→ **Written request**: Copy out the entries below word for word, but only the stretch from the line containing "Can you see the woman's lips" through the line containing "column 691, row 169", with both of those lines included.

→ **Data supplied**:
▬▬▬▬▬▬▬▬▬▬

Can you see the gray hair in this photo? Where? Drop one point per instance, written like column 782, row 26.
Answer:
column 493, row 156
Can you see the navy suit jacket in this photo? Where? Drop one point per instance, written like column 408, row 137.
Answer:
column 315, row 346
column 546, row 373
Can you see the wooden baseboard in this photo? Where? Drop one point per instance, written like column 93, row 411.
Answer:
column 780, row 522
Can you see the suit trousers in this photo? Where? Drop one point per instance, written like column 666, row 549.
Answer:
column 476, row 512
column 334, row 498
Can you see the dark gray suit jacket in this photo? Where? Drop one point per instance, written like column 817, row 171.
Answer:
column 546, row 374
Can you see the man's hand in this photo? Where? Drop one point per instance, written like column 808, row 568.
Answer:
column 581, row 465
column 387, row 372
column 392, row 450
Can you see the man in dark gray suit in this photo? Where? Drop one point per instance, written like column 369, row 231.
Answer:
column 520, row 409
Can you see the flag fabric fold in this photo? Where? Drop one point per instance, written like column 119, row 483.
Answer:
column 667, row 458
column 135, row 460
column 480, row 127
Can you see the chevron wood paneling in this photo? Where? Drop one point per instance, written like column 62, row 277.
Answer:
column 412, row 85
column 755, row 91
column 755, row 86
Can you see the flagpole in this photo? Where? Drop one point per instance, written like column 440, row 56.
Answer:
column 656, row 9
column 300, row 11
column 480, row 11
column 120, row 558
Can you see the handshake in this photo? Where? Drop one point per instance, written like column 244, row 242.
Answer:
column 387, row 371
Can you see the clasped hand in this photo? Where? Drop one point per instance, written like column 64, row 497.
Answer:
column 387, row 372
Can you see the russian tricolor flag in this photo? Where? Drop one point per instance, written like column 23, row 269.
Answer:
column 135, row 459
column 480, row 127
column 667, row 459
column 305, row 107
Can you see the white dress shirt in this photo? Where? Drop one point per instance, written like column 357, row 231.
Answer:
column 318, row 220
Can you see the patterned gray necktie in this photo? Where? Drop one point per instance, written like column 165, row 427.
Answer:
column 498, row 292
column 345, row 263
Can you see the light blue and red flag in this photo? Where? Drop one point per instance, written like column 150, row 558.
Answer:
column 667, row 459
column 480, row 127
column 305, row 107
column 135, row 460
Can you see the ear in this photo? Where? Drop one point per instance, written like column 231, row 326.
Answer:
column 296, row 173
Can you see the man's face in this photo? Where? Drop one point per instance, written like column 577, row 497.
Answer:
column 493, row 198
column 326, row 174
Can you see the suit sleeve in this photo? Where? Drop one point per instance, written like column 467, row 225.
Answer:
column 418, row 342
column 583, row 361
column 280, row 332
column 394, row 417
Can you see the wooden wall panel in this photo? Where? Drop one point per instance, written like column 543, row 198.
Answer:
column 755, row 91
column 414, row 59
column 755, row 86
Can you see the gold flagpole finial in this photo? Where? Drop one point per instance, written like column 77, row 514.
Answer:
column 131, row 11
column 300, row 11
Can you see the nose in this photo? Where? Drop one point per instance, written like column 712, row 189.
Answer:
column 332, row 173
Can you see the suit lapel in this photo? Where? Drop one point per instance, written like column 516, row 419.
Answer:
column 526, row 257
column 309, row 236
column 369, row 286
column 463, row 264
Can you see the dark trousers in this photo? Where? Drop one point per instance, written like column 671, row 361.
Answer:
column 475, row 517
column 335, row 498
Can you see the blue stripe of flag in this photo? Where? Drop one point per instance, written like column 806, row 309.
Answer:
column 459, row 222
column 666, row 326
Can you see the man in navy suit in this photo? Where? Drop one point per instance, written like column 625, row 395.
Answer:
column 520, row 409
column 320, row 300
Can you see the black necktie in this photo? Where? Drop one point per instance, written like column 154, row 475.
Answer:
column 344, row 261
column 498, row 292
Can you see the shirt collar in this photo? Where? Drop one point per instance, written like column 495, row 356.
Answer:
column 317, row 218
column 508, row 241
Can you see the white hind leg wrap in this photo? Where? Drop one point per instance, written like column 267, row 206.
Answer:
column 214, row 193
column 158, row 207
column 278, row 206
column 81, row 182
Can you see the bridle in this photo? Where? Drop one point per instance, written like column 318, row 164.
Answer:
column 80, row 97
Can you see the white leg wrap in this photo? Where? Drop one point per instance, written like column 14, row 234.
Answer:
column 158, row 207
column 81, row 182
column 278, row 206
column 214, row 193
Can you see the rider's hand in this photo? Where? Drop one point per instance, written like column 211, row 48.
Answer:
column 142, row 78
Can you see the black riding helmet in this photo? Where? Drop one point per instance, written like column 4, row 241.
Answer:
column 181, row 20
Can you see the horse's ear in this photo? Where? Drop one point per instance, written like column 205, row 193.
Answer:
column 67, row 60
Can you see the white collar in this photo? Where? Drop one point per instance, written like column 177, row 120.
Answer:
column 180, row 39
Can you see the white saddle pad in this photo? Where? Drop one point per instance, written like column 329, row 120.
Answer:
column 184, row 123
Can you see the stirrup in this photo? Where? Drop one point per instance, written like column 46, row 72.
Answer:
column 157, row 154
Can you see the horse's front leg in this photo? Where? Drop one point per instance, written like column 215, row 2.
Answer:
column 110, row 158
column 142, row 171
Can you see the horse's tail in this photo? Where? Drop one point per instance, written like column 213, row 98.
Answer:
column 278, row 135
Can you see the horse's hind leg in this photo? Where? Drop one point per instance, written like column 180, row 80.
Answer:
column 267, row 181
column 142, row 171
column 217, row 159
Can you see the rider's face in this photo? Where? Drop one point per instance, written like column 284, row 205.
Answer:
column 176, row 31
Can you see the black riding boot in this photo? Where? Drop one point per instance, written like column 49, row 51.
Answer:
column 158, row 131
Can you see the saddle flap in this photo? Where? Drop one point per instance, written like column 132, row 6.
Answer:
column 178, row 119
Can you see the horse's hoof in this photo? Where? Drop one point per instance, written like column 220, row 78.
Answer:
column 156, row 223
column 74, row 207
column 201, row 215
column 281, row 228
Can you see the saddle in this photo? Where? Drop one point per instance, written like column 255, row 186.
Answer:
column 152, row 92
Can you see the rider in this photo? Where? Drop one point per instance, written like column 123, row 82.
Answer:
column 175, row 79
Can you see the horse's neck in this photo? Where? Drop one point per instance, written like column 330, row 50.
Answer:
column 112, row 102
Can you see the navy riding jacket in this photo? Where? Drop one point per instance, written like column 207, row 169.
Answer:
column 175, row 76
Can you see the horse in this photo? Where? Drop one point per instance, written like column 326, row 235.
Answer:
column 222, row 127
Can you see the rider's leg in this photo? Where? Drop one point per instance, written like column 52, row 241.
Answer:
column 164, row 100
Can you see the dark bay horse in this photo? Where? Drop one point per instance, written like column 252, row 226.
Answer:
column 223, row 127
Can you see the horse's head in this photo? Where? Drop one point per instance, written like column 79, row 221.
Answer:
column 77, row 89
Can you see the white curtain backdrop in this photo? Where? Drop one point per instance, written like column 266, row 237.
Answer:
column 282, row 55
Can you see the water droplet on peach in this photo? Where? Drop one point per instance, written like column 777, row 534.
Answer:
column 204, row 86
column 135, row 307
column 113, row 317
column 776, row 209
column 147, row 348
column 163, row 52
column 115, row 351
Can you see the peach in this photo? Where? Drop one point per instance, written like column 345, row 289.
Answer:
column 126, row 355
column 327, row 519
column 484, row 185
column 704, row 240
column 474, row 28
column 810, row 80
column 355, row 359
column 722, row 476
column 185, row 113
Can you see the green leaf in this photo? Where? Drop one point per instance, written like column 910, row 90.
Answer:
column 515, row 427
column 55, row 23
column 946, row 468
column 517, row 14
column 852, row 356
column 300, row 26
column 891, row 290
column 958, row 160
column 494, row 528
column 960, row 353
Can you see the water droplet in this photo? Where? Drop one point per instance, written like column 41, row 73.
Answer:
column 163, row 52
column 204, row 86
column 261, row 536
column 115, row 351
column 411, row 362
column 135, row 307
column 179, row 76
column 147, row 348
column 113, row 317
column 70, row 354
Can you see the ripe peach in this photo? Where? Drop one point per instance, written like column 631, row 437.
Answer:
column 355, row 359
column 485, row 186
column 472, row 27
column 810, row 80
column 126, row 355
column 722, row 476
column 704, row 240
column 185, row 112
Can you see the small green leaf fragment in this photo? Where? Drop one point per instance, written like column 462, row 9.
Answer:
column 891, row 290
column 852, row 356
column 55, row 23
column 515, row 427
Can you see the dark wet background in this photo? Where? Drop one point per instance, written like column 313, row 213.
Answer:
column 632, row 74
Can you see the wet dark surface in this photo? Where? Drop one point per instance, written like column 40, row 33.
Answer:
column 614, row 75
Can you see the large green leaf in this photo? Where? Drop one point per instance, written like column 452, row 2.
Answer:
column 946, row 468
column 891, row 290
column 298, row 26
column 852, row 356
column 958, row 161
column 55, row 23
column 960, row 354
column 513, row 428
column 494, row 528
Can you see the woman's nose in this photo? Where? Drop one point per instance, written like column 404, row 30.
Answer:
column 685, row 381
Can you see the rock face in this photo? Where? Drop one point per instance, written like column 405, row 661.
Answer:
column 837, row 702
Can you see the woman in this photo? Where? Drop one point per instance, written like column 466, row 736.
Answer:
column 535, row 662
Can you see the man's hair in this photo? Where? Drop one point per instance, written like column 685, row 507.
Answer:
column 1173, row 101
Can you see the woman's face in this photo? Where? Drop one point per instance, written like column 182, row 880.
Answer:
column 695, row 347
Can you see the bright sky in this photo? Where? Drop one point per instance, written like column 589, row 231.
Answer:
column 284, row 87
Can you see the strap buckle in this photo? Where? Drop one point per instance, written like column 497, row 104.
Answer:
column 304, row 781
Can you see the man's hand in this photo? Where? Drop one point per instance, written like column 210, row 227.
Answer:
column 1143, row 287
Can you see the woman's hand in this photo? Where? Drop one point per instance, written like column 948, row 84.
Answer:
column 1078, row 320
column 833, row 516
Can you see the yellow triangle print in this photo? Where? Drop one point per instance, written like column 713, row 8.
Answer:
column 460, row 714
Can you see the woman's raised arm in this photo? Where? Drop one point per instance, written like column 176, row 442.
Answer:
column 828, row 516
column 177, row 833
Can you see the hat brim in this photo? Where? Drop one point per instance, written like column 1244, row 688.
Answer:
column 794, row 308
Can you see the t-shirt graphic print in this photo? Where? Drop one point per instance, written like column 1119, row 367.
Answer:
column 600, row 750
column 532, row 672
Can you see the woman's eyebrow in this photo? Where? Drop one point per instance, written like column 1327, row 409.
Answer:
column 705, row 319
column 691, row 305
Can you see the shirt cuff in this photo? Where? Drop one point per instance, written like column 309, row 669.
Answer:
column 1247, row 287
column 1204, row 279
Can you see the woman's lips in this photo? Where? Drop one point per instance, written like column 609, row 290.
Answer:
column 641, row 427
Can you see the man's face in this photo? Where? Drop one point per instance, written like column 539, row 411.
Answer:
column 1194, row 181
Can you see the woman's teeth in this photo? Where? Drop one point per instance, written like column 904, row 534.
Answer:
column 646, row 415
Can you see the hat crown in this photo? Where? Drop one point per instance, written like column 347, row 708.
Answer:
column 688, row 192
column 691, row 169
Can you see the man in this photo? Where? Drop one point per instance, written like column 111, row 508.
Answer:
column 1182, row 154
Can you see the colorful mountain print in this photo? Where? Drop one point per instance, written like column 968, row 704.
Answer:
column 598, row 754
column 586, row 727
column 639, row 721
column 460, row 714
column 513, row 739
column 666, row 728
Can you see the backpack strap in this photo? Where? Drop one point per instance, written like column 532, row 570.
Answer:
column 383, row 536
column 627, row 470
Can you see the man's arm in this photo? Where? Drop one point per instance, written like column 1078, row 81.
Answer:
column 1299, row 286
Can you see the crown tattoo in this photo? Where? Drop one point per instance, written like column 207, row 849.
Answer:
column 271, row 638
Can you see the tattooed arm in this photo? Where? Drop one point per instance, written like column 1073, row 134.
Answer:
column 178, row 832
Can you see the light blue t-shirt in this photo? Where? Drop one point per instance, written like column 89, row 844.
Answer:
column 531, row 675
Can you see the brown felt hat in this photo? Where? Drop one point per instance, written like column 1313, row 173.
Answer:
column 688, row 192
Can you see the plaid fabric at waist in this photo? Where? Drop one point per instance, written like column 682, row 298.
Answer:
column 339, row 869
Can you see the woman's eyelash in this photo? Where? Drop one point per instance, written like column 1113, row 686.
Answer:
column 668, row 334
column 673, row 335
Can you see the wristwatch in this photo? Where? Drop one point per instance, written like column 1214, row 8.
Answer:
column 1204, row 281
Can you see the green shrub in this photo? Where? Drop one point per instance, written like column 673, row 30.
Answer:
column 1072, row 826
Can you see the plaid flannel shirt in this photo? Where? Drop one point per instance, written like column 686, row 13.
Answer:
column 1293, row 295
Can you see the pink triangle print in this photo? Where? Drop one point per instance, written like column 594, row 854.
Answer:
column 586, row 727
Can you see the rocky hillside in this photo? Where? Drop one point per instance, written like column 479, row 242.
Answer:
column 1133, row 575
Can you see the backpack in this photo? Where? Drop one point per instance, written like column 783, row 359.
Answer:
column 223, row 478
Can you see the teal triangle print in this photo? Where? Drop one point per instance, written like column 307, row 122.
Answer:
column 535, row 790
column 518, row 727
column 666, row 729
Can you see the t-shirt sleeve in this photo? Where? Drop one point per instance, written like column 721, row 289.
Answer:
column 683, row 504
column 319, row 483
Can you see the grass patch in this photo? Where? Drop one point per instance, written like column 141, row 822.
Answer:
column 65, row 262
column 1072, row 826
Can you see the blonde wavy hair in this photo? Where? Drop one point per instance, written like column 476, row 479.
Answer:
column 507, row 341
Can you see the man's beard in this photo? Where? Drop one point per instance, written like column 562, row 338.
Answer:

▬▬▬▬▬▬▬▬▬▬

→ **Response to the exercise**:
Can you see the woman's lips in this photo? Where? Drop one point per instance, written like column 609, row 290.
Answer:
column 641, row 427
Can you see the man's face in this photo? Where? Drop one point per instance, written like column 539, row 411.
Answer:
column 1194, row 181
Can you see the woman's teeth in this photo? Where? Drop one point per instance, written like column 904, row 534.
Answer:
column 646, row 415
Can you see the hat crown in this photo? Where? Drop one point per instance, written like column 347, row 708.
Answer:
column 688, row 192
column 691, row 169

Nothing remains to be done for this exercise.